* Work instructions:
Copy the listing below word for word, from its first line through the line containing "[[248, 339], [247, 342]]", including both of those lines.

(Stored dataset items)
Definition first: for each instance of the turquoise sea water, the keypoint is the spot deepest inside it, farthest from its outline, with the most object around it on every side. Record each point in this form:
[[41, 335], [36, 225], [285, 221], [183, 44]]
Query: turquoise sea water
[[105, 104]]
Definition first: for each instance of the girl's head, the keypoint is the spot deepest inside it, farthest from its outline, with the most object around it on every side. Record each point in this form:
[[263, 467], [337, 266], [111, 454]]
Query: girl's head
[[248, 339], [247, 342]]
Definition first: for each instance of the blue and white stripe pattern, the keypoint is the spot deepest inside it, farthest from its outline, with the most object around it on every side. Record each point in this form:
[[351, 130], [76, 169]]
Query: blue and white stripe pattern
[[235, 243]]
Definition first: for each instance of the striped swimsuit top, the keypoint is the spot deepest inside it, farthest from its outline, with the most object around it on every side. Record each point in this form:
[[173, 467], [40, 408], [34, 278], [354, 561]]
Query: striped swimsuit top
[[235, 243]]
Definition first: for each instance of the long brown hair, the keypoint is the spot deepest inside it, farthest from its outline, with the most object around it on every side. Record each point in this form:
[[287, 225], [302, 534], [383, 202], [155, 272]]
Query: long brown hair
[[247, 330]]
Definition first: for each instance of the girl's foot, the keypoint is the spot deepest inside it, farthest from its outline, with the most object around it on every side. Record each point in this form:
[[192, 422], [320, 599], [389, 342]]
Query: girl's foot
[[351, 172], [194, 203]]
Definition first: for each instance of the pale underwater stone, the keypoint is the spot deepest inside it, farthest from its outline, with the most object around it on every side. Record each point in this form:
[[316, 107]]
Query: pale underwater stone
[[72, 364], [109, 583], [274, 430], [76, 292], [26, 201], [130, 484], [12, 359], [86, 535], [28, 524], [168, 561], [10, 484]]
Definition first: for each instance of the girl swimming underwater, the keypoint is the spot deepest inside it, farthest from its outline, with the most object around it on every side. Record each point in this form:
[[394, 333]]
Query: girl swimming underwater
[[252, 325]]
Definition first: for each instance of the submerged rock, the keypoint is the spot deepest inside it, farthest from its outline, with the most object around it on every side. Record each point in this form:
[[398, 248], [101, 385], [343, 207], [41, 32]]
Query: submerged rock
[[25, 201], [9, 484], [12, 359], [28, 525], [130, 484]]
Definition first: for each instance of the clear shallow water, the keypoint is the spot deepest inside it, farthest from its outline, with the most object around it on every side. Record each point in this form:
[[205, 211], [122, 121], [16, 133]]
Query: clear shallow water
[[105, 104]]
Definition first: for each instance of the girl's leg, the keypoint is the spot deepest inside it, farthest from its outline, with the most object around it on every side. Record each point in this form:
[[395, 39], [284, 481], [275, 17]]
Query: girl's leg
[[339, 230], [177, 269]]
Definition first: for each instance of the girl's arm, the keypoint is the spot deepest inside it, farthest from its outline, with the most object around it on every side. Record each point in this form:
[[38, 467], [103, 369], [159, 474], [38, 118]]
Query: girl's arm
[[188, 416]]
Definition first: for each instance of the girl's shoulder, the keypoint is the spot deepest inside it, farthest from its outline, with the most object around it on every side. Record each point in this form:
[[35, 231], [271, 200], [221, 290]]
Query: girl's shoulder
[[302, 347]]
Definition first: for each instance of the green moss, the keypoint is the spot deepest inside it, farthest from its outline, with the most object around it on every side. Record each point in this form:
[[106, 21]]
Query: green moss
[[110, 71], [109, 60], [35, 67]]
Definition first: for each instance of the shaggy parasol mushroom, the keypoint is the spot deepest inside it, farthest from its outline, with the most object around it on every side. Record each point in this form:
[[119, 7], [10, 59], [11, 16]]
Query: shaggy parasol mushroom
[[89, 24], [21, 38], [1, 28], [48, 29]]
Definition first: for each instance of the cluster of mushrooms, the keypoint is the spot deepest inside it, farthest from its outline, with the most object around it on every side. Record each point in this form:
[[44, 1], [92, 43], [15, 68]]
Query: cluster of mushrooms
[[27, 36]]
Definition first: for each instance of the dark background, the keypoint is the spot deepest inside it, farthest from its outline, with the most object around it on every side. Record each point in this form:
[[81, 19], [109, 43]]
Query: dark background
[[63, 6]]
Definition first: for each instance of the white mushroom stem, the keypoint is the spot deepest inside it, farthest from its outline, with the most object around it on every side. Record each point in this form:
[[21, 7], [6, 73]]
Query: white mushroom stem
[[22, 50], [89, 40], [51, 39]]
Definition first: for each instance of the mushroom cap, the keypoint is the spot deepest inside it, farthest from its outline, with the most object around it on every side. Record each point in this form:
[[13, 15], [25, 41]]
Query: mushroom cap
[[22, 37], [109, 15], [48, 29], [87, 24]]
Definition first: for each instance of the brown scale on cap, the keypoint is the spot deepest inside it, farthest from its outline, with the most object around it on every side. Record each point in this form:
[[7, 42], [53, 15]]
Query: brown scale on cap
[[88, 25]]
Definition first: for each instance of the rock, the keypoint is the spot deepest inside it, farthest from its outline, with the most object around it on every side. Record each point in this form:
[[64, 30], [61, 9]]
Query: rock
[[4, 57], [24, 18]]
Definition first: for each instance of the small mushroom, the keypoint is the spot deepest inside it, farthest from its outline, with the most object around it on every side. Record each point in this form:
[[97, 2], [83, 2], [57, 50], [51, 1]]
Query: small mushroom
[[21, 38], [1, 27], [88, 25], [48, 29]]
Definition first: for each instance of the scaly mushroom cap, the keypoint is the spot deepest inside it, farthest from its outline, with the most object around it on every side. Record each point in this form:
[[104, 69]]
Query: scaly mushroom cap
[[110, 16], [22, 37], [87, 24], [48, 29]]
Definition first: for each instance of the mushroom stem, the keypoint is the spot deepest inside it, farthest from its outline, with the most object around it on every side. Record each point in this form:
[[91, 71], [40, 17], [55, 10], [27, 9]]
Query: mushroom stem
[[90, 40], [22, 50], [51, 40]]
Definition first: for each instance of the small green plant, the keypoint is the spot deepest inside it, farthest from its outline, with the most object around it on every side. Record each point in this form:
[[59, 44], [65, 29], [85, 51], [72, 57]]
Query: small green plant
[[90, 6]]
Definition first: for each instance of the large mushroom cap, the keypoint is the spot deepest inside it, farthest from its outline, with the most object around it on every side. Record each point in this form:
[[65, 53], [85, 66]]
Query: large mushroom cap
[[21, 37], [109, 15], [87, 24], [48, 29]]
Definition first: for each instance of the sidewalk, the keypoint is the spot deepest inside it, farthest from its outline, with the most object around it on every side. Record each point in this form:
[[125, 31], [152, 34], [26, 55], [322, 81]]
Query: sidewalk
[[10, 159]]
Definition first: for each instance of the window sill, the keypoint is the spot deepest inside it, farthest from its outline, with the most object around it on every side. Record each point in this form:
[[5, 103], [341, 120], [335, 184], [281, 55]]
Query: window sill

* Result below:
Definition first: for each instance of the turquoise sea water, the keypoint is the spot deepest inside it, farthest from its outline, with the most object around it on every side. Record each point in this form:
[[41, 335], [36, 225], [285, 221], [183, 44]]
Query: turquoise sea water
[[105, 104]]
Definition first: for each instance of the girl's head, the keypoint is the spot deepest inside it, farthest from its outline, with the most object around it on every side. Record each point in this form:
[[263, 467], [337, 266], [111, 454]]
Query: girl's head
[[248, 339], [247, 342]]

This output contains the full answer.